_EXTRAHIERTER TEXT_
So erregte der geniale Knabe die Bewunderung seiner Umgebung vielleicht nicht weniger als einst der Knabe Mozart. Von Zelter im November 1821 bei Goethe in Weimar eingeführt, gewann er auch des unsterblichen Dichters Zuneigung sofort. »Die erste Probe«, so berichtet Dr. Carl Mendelssohn, der Sohn des grossen Tonmeisters, nach den Aufzeichnungen des Vaters6, »welche Goethe dem jungen Künstler auferlegte, bestand darin, [28] dass er ihn auf ein von Zelter gegebenes Thema frei phantasiren hiess.« Zelter setzte sich an den Flügel und spielte mit seinen steifen gelähmten Fingern ein sehr einfaches Lied in Triolenbewegung: »Ich träumte einst von Hannchen«, dessen Melodie so zahm und trivial als möglich lautete, und Mendelssohn behandelte es im wildesten Allegro, dass, als er geendet hatte, Zelter ziemlich verwundert ausrief: »Na! Du hast wohl vom Kobold oder Drachen geträumt. Das ging ja über Stock und Block.« Goethe aber »nahm den Kopf des kleinen Künstlers zwischen die Hände, streichelte ihn und sprach scherzend: ›Aber damit kommst du nicht durch, du musst noch mehr spielen, bevor wir dich ganz erkennen.‹« Bachsche Fugen, das Menuett aus »Don Juan« und die Ouvertüre zu »Figaro«, die ihm Felix darauf spielte, »machten den Dichter immer heiterer und freundlicher und liessen ihn Scherz und Neckerei mit seinem kleinen Gaste treiben.« Als letzte Probe seiner erworbenen aussergewöhnlichen Fertigkeit als Clavierspieler legte ihm Goethe dann noch mehrere Manuskripte vor, unter denen ihm namentlich die von Beethoven unentzifferbar erschienen; schliesslich brachte Felix auch dies heraus zur vollen Befriedigung des Dichters, der sich, ihn neckend, freute, dass auch er an einzelnen Stellen gestockt hätte. Als der Wunderknabe ihm aber am andern Tage sein erstes Quartett für Clavier und Streichinstrumente vorführte, sprach sich der Dichter gegenüber den dabei betheiligten Weimarer Kammermusikern bewundernd anerkennend darüber folgendermassen aus: »Die musikalischen Wunderkinder sind zwar hinsichtlich der technischen Fertigkeit heutzutage keine so grosse Seltenheit mehr; was aber dieser kleine Mann im Phantasiren und Primavistaspielen vermag, das grenzt an's Wunderbare und ich habe es bei so jungen Jahren nicht für möglich gehalten.«

Die ganz gleiche Bewunderung erregte der junge Genius auch am Weimarischen Hofe beim Grossherzog, wie namentlich bei der Erbgrossherzogin, der kunstliebenden russischen Grossfürstin Marie Paulowna, wie bei dem grossen Claviermeister Hummel – damals Weimarischem Hof-Capellmeister. Besonderer Gunst erfreute sich der lebensprühende, kecke Knabe bei den [29] Damen nicht nur in Goethes Hause, sondern auch am grossherzoglichen Hofe.

_DATENAUSZÜGE_
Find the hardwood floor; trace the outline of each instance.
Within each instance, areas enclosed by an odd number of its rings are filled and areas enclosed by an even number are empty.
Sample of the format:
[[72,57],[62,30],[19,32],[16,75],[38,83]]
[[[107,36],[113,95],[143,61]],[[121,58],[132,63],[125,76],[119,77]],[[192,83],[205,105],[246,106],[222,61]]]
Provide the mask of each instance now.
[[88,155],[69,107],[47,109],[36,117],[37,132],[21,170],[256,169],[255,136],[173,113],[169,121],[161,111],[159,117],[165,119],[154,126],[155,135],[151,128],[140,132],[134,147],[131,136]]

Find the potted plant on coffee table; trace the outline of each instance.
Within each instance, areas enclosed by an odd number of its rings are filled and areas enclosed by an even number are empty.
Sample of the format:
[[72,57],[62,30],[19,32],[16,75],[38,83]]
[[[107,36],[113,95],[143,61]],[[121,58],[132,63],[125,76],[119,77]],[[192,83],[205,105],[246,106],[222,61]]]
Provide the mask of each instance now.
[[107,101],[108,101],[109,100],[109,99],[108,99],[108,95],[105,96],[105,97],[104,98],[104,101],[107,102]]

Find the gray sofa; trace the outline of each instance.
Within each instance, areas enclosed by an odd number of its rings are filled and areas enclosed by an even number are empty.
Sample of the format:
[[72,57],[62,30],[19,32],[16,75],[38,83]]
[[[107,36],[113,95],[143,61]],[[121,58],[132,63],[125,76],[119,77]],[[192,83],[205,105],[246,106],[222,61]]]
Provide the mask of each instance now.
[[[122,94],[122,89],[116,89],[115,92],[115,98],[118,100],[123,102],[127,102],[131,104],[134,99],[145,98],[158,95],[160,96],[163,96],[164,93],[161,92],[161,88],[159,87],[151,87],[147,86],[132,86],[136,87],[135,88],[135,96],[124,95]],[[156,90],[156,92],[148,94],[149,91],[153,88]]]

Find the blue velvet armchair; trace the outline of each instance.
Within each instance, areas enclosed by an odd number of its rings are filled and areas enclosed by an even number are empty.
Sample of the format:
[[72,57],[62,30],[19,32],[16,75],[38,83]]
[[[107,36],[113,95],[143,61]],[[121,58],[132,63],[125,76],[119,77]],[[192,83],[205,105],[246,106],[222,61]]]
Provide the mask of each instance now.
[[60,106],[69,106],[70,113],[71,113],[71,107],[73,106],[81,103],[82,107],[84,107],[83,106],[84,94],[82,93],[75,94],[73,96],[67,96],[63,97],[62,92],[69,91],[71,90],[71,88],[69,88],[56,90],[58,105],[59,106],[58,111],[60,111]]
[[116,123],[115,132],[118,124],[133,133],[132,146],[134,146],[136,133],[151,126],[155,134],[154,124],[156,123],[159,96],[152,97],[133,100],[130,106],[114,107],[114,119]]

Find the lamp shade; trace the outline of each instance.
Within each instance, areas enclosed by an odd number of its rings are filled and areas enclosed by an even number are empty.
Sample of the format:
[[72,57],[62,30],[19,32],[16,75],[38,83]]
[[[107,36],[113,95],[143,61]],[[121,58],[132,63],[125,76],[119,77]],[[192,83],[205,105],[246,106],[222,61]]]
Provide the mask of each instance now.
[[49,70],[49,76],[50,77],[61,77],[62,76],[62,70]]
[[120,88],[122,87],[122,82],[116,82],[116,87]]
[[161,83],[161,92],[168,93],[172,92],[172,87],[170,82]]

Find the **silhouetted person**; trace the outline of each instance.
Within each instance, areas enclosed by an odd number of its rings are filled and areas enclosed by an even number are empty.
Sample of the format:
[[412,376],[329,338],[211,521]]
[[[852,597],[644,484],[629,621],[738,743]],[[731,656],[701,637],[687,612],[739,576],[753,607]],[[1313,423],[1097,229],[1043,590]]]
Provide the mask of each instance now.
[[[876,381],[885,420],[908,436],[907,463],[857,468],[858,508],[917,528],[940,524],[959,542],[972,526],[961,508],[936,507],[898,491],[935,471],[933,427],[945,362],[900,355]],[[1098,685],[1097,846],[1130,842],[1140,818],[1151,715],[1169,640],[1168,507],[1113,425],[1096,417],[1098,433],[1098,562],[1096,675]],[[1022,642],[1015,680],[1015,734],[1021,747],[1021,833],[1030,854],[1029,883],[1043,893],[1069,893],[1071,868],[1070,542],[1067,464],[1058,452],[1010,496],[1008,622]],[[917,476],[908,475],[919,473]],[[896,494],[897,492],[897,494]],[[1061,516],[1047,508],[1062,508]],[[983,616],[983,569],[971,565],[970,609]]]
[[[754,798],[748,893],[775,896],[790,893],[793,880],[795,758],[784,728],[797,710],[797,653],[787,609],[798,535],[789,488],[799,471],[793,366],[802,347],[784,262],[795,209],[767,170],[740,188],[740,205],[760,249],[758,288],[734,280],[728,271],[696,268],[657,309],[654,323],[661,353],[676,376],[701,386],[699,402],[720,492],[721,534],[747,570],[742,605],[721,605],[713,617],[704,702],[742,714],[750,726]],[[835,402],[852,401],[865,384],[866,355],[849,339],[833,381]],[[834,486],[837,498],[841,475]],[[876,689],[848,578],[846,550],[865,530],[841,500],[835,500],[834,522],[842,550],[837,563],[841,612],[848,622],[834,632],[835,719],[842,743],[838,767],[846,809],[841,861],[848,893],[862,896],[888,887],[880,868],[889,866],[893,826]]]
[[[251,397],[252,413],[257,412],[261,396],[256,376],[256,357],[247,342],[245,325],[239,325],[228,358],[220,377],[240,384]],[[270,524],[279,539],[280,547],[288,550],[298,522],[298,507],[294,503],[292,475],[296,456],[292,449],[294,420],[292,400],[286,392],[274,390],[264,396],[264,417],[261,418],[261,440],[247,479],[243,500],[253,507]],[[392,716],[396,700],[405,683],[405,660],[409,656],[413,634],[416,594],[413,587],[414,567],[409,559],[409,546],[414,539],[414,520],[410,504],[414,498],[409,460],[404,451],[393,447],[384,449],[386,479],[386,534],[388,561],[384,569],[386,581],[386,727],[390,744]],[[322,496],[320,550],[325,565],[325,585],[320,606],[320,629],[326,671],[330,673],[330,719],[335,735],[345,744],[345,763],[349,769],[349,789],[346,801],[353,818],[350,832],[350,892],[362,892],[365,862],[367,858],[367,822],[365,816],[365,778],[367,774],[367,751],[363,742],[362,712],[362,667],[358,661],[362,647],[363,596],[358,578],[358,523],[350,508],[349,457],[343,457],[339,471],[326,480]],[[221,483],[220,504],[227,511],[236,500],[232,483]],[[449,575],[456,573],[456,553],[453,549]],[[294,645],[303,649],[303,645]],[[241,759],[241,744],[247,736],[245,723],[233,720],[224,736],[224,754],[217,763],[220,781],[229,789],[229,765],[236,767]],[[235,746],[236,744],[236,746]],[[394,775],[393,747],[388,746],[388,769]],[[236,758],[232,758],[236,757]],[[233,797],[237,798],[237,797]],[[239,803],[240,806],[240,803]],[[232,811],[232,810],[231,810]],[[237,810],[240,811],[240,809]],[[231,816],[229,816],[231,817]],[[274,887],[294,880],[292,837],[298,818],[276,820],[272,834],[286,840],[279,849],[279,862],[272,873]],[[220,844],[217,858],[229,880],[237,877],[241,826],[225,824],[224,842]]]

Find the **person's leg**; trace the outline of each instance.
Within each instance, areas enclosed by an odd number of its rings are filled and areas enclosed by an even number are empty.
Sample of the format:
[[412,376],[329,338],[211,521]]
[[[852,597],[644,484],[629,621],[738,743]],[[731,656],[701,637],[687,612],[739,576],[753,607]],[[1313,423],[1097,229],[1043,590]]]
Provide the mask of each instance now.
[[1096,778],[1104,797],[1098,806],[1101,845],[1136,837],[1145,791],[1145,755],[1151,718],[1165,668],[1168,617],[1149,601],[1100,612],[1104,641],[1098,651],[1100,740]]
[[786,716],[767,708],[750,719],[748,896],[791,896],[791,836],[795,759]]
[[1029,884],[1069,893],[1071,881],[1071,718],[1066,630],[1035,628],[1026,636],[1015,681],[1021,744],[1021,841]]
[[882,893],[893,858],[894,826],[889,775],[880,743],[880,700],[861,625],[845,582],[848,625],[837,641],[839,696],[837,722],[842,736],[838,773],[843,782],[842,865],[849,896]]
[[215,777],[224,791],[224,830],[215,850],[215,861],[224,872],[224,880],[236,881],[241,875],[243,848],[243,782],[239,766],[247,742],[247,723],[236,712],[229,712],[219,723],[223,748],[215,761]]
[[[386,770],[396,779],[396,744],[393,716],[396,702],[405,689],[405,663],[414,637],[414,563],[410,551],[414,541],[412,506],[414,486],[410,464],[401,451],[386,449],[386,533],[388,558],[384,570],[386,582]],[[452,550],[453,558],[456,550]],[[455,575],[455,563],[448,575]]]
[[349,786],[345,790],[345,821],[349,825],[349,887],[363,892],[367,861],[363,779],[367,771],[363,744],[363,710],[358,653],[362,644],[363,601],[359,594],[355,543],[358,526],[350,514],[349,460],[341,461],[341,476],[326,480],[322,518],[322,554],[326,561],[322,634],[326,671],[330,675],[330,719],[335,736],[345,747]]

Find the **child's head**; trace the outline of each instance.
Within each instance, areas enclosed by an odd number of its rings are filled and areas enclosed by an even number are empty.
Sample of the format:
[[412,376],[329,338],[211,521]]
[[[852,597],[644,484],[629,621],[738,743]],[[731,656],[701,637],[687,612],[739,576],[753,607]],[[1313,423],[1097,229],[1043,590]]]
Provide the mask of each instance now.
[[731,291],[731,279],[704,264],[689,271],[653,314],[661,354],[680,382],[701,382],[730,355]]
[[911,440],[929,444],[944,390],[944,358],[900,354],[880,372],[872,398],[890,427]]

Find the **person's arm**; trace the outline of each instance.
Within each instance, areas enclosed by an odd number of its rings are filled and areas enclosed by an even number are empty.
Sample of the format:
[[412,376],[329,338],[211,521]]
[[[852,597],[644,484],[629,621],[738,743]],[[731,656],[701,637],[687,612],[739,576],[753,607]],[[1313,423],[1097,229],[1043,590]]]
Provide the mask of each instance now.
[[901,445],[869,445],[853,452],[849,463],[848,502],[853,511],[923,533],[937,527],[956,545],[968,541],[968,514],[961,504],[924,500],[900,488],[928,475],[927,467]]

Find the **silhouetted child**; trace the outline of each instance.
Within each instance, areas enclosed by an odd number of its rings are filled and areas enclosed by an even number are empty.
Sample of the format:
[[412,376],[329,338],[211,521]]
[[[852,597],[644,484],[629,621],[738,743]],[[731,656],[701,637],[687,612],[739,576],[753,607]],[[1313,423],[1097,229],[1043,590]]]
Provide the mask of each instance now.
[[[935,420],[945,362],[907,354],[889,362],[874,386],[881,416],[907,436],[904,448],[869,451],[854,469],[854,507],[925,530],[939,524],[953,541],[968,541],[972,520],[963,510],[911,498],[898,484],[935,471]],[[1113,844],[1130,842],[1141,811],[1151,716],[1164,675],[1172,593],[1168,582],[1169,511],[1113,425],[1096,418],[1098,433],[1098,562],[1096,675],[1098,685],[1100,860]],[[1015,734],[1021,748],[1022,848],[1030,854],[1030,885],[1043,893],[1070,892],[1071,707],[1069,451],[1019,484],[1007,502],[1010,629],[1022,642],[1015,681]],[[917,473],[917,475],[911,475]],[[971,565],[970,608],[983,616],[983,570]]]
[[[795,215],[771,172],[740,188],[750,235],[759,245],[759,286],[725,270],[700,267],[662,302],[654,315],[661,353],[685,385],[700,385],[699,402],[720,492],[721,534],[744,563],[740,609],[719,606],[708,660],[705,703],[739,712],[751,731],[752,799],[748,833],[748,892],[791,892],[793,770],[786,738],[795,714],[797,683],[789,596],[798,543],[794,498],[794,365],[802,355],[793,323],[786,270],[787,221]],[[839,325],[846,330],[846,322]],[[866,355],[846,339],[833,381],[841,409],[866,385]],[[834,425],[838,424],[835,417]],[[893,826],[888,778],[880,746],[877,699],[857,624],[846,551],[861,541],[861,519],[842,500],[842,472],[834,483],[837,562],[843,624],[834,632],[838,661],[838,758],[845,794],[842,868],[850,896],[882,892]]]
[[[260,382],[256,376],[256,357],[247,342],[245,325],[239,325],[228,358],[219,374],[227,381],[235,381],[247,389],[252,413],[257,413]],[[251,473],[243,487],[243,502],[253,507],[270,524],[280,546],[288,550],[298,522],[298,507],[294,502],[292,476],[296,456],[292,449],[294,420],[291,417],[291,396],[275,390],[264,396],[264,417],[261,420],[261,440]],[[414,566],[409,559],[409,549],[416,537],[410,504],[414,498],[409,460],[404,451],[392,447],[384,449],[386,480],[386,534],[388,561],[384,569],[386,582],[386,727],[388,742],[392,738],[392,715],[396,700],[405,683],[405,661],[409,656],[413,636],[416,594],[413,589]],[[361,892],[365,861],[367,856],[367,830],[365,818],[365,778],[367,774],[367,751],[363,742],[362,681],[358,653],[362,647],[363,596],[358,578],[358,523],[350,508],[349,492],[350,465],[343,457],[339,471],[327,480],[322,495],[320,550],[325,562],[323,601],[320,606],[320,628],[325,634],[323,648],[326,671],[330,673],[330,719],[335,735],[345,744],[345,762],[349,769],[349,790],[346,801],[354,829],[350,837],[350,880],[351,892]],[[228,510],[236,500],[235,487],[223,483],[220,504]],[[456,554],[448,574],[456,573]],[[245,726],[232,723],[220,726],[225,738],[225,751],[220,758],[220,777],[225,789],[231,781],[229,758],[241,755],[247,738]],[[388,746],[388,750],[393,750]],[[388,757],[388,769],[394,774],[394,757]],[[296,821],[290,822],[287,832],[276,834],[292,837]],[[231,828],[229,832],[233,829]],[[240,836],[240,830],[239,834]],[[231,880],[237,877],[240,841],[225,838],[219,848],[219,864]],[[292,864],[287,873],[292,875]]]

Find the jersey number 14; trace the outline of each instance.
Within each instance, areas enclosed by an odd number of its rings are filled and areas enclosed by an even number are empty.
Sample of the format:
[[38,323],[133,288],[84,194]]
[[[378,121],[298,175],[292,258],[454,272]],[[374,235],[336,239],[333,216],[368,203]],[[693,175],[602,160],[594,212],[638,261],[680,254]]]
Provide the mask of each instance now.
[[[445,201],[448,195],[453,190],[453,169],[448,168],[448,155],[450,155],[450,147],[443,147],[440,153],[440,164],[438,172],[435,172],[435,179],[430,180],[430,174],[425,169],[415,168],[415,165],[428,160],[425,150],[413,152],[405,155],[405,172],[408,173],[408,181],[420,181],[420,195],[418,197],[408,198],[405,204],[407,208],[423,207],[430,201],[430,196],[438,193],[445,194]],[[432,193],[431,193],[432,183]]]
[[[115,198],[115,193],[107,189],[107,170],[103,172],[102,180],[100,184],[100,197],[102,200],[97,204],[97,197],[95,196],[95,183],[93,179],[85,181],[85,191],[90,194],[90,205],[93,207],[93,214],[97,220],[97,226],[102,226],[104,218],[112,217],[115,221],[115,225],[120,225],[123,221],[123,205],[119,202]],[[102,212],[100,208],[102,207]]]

_FOLGENDES BEARBEITEN_
A – Nenne alle Stücke, die Felix laut dem Text über Mendelssohns Besuch bei Goethe dem Dichter unmittelbar nach dem Phantasieren über Zelters Thema vorspielte.
B – Gib aus dem Text über Mendelssohns Besuch bei Goethe die Stelle wortgetreu wieder: Setze bei den Wörtern „Die ganz gleiche“ ein und schließe nach „am grossherzoglichen Hofe.“.

_LÖSUNGEN NACH NUMMERN_
A – Bachsche Fugen; das Menuett aus »Don Juan«; die Ouvertüre zu »Figaro«

B –
Die ganz gleiche Bewunderung erregte der junge Genius auch am Weimarischen Hofe beim Grossherzog, wie namentlich bei der Erbgrossherzogin, der kunstliebenden russischen Grossfürstin Marie Paulowna, wie bei dem grossen Claviermeister Hummel – damals Weimarischem Hof-Capellmeister. Besonderer Gunst erfreute sich der lebensprühende, kecke Knabe bei den [29] Damen nicht nur in Goethes Hause, sondern auch am grossherzoglichen Hofe.